Records excerpted from a collection
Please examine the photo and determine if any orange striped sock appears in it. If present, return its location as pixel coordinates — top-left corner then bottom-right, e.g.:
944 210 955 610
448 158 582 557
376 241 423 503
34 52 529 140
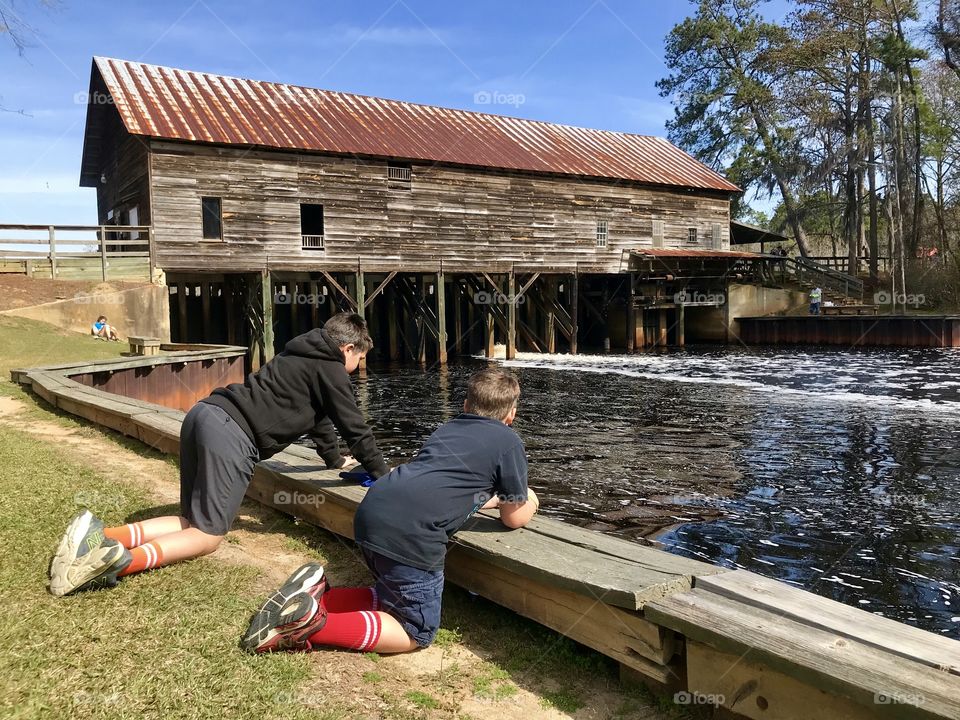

### Objective
Rewrite the records above with "sock" changed to "scarf" and everything else kept the same. Leave the pictures out.

### Result for this exercise
Please examine the photo and determine if any orange striped scarf appears in it. If present, return its location as pixel coordinates — top-left corner then bottom-right, e.g.:
944 210 955 610
448 158 582 557
376 241 423 503
34 52 529 140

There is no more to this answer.